* _REQUIREMENT_
Pick out every line in the items below that contains the word "cabinet", and copy each one out.

* _TASK INPUT_

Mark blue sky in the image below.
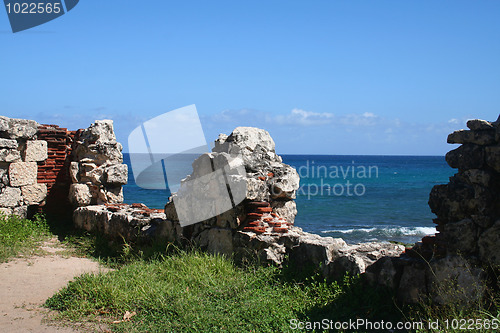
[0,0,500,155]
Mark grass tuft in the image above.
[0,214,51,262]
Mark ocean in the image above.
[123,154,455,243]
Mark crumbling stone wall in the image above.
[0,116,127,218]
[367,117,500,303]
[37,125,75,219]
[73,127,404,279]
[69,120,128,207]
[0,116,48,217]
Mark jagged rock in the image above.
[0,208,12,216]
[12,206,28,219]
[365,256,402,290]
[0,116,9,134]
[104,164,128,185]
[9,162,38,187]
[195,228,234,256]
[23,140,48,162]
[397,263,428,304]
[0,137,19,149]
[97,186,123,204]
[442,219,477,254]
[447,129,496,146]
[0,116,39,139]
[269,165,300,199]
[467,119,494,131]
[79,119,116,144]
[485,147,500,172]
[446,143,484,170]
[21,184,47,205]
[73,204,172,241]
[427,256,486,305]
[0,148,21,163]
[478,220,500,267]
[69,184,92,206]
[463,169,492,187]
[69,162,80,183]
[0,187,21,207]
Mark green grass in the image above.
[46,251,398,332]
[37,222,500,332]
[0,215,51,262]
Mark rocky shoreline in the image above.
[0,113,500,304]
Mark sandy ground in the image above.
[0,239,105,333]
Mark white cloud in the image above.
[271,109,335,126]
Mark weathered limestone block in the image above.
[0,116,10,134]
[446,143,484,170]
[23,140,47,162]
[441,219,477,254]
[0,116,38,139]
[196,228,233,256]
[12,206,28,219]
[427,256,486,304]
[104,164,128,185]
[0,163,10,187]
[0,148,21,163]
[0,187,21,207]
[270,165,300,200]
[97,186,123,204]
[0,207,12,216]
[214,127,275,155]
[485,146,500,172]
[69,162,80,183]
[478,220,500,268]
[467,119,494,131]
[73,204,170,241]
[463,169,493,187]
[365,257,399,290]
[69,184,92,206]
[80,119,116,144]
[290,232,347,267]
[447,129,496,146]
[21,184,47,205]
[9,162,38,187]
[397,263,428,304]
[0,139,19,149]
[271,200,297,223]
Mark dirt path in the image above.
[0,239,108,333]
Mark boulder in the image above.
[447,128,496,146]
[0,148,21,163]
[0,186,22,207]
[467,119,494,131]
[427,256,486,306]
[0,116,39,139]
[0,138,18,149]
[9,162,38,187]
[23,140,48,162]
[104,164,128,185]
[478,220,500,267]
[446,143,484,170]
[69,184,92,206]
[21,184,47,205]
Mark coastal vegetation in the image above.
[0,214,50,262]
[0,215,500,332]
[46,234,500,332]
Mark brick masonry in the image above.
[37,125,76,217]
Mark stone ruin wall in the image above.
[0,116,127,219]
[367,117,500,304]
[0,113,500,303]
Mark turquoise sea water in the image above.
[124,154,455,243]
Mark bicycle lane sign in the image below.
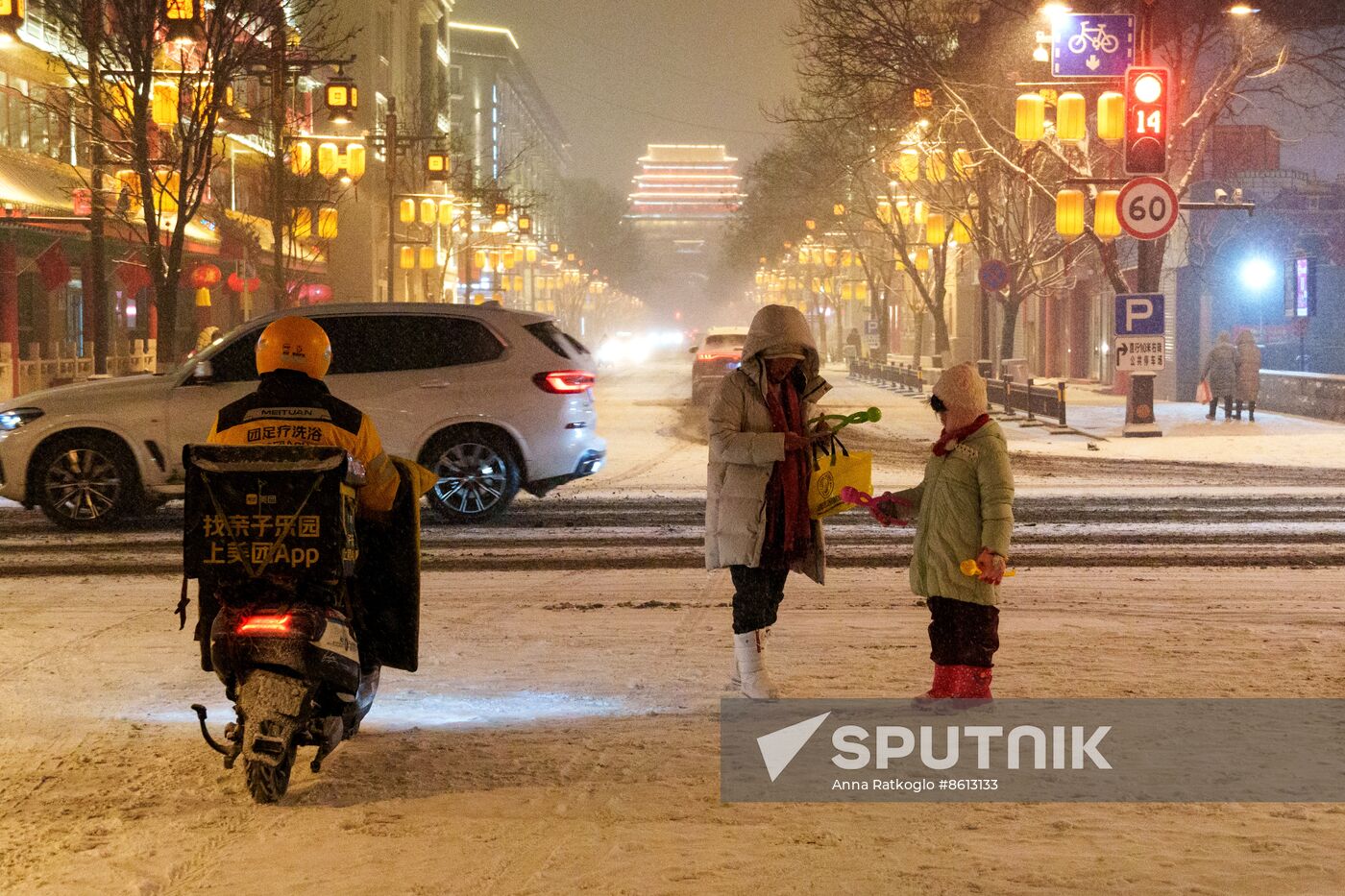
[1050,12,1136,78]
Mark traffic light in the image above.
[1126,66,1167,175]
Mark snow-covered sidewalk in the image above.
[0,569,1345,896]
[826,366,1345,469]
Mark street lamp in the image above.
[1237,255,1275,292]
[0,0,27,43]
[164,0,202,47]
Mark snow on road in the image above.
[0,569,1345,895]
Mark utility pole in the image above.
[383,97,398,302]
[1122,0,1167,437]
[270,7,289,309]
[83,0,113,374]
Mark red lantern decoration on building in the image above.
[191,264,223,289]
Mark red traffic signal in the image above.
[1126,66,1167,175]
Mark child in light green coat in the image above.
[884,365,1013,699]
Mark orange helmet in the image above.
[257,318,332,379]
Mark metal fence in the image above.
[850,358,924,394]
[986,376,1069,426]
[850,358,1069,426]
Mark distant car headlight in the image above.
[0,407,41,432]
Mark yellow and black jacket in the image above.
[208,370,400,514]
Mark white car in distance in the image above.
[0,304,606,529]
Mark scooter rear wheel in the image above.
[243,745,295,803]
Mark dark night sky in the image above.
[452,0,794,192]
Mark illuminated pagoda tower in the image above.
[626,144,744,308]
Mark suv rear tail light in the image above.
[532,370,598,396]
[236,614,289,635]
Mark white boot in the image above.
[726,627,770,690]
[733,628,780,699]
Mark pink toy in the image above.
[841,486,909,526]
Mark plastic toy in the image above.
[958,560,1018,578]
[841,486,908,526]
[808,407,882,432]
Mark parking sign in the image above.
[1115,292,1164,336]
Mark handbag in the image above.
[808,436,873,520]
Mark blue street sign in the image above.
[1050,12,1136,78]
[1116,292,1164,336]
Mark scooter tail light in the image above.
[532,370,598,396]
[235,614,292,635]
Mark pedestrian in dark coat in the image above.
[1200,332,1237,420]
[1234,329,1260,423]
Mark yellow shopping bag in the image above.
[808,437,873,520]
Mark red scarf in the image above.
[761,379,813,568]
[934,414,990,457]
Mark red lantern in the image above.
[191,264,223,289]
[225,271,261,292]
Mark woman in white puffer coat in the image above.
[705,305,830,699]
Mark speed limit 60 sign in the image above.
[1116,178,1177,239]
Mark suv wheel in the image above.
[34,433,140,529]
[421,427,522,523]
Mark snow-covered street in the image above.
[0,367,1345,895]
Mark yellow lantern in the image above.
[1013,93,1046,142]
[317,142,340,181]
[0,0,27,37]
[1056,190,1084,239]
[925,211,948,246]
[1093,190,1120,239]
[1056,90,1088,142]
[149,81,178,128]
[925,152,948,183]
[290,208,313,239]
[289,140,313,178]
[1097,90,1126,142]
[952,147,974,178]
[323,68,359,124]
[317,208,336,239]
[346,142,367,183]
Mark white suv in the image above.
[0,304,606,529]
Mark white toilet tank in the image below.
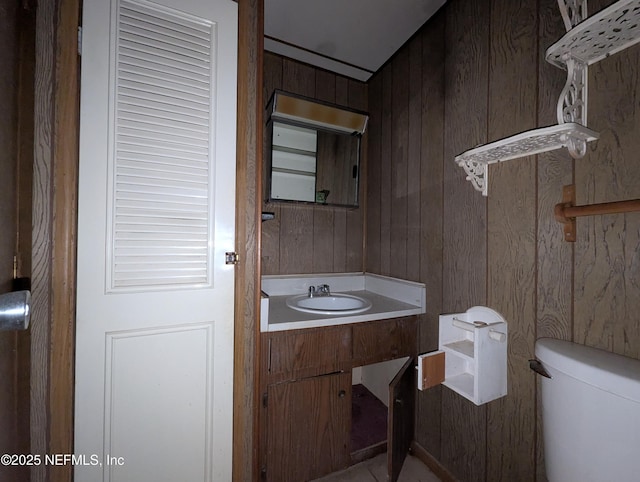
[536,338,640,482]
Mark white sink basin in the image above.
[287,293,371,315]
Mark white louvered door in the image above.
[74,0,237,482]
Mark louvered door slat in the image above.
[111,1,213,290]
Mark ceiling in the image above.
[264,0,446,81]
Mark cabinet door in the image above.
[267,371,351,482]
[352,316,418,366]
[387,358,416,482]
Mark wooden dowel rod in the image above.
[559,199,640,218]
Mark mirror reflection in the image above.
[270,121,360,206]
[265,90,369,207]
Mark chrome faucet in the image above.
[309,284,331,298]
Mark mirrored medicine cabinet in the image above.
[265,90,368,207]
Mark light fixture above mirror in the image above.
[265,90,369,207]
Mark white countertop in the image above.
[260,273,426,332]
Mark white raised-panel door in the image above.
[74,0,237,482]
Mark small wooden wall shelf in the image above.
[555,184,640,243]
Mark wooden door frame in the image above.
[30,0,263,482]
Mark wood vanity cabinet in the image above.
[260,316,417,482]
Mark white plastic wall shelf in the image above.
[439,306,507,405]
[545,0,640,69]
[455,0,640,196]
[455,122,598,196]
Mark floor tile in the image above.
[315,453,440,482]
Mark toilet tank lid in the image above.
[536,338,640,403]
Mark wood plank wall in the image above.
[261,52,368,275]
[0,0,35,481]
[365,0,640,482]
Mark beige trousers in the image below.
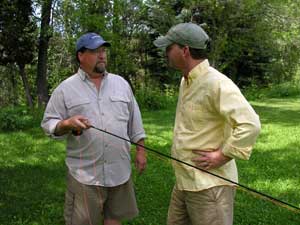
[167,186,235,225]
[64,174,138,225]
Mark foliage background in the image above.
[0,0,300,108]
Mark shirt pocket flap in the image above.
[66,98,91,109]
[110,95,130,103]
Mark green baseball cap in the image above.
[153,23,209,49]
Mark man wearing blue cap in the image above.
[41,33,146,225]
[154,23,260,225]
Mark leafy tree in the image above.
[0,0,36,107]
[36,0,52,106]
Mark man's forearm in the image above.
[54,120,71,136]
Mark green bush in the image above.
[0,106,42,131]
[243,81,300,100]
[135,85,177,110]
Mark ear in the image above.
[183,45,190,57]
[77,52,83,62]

* _CORRECT RESPONSE_
Mark cabinet door in the image above.
Mark mirrored medicine cabinet in the image above.
Mark wood vanity cabinet in the image above.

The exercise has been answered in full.